Input material>
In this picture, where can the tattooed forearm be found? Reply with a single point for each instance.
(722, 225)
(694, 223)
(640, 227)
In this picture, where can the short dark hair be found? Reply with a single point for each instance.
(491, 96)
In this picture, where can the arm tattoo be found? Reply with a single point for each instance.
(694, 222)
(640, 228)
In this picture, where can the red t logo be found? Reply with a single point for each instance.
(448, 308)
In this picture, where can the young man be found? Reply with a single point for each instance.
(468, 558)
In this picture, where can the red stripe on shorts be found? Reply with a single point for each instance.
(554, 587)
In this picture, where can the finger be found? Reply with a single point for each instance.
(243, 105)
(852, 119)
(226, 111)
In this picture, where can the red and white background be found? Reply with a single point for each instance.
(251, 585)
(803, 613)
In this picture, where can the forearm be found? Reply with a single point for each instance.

What is required> The output must reproduce the whole listing without a single change.

Solution to this exercise>
In this picture, where can the tattooed forearm be found? Reply with a single point for each instance.
(722, 225)
(694, 223)
(640, 227)
In this picture, where can the short dark hair be found? Reply with a single point for each instance.
(491, 96)
In this picture, where can the arm tattoo be found? Reply with a single point for each instance.
(694, 222)
(640, 228)
In this picture, where can the red t logo be found? Reply with a single point for each instance.
(448, 308)
In this picture, where can the young man be found? Reply with a single point for each instance.
(468, 558)
In this picture, where can the red stripe on shorts be found? Reply with a single point for each instance.
(554, 587)
In this picture, where can the finger be found? Reply with a single point for each instance.
(243, 105)
(852, 119)
(226, 111)
In this picture, where can the red and white background be found? Reply with a single point for each instance.
(251, 585)
(803, 613)
In this picture, where can the forearm be found? Reply with a single point for each instance.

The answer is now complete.